● Aim of the exercise
Your output should be one number, which is how many lines in the material contain "handle".
** Data extract follows **
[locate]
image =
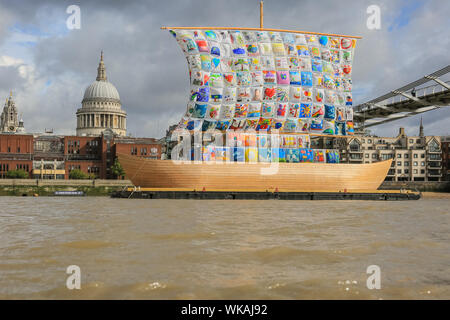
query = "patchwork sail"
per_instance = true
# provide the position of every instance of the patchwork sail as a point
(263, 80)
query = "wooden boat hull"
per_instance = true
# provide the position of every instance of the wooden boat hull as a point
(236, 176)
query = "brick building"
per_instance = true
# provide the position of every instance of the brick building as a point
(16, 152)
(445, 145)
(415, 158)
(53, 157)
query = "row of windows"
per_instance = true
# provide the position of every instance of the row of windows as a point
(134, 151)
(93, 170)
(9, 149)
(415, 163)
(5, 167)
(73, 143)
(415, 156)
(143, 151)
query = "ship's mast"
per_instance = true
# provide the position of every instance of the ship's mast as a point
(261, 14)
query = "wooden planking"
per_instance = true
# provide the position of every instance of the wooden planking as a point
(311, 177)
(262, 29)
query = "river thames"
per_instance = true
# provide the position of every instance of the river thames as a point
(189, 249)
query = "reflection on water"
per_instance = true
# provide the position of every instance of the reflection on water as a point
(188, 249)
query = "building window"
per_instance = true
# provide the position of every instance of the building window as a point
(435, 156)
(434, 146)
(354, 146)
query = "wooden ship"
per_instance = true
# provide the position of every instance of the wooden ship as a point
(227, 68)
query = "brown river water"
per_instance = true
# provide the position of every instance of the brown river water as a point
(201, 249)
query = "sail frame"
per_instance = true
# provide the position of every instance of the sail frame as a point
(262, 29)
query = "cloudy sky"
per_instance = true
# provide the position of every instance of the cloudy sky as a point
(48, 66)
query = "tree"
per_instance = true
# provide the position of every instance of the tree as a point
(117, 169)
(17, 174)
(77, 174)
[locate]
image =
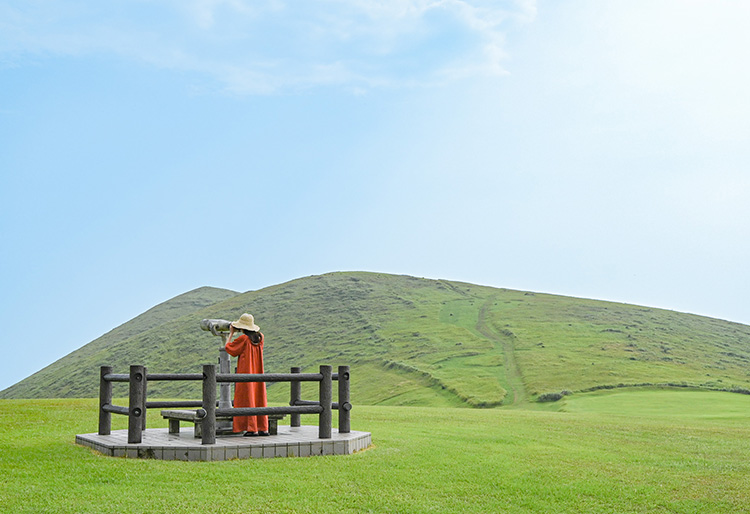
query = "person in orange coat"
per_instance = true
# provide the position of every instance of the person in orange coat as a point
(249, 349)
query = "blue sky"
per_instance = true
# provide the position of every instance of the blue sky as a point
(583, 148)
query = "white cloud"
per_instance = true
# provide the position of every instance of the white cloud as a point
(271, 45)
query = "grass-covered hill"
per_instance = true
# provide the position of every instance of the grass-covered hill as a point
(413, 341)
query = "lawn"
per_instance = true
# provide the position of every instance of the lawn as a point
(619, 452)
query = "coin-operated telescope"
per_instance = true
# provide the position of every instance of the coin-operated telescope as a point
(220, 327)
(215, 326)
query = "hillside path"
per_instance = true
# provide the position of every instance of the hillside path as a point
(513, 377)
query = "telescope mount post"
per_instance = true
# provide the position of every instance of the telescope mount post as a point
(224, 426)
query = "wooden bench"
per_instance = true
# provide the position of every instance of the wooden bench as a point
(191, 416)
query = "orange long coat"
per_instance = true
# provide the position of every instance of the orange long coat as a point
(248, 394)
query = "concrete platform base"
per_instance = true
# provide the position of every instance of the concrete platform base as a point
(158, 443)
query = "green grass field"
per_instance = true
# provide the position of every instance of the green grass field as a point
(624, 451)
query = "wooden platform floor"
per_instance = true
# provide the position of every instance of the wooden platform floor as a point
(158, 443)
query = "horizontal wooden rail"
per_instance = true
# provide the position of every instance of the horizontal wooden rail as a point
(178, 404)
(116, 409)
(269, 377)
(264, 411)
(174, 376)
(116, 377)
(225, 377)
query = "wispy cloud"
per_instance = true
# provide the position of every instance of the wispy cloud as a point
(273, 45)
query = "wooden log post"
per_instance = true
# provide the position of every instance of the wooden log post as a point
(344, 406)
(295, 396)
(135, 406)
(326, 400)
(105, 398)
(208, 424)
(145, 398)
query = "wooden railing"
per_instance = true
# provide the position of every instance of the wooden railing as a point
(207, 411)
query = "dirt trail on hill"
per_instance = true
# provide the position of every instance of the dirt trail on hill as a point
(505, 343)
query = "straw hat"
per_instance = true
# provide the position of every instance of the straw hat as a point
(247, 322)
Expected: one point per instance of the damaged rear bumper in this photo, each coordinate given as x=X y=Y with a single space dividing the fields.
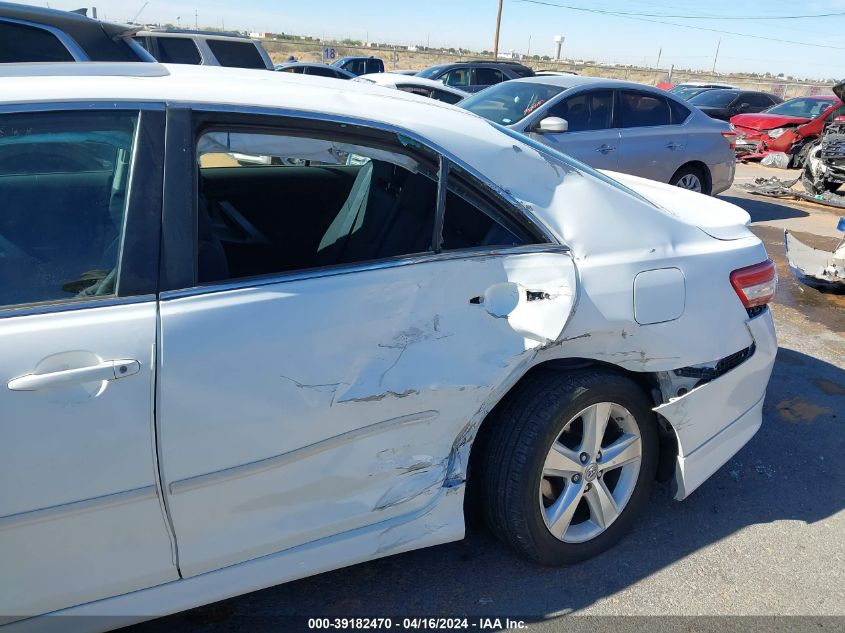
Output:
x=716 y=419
** End of Data extract **
** Data extract follows **
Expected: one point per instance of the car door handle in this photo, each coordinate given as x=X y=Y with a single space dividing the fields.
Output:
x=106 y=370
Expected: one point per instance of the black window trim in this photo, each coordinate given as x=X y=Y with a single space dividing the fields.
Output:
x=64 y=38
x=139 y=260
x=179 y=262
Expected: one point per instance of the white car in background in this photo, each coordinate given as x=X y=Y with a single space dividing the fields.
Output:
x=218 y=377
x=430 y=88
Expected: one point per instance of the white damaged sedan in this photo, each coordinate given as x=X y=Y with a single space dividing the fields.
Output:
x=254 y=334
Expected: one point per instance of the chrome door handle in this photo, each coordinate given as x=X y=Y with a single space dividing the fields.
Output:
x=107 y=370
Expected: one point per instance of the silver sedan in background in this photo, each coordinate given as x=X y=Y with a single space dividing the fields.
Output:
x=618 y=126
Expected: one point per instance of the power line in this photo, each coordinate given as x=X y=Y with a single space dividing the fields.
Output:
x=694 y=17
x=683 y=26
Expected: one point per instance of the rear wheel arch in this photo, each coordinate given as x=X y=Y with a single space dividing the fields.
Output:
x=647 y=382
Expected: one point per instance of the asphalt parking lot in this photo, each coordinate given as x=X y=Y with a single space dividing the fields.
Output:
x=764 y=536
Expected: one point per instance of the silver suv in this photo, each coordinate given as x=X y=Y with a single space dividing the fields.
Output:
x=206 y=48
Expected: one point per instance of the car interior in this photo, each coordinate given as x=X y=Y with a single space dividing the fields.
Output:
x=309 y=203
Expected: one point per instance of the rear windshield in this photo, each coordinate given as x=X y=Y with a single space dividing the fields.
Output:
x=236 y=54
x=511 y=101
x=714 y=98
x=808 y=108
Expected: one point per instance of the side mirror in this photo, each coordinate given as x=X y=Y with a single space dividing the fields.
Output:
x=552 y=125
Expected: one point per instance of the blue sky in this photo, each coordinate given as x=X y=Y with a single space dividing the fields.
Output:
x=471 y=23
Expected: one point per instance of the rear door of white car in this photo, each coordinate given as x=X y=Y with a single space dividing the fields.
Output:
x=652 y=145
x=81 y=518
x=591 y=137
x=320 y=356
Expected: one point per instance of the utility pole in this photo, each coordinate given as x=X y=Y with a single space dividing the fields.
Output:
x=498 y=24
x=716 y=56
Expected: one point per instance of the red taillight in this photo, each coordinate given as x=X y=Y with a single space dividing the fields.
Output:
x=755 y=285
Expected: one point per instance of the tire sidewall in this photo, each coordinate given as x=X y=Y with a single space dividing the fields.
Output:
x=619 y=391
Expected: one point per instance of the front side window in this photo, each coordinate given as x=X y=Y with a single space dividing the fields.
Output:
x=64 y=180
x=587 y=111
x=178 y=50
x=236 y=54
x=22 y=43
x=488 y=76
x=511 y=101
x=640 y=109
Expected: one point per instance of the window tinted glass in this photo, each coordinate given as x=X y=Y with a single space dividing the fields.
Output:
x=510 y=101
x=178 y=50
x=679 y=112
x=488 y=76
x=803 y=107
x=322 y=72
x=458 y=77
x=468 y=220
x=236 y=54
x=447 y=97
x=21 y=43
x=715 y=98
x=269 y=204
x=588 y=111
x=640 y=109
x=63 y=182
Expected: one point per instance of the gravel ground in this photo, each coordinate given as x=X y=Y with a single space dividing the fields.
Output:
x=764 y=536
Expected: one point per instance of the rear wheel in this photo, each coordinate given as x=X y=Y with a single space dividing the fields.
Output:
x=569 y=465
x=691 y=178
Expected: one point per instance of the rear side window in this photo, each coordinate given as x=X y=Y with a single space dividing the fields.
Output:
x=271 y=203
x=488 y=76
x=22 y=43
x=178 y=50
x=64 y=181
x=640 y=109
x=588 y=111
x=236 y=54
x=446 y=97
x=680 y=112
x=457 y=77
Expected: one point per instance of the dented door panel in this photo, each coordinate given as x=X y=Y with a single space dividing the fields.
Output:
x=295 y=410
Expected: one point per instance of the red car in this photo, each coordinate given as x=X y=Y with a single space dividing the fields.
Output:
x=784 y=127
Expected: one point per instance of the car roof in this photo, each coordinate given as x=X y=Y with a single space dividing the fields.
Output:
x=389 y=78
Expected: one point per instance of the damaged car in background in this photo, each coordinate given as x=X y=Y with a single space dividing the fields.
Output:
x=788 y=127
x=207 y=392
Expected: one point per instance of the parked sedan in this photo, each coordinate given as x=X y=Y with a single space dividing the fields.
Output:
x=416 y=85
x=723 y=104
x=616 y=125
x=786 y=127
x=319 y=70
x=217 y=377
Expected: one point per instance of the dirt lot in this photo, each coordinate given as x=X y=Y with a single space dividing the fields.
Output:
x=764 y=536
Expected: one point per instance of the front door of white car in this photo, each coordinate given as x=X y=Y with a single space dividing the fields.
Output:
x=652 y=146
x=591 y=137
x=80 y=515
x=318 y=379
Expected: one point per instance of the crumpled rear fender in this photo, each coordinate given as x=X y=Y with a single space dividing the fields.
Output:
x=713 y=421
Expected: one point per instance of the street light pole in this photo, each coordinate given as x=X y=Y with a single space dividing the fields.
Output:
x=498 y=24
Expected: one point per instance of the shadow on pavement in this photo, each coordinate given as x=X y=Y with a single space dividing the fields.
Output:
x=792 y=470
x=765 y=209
** End of Data extract **
● Exercise solution
2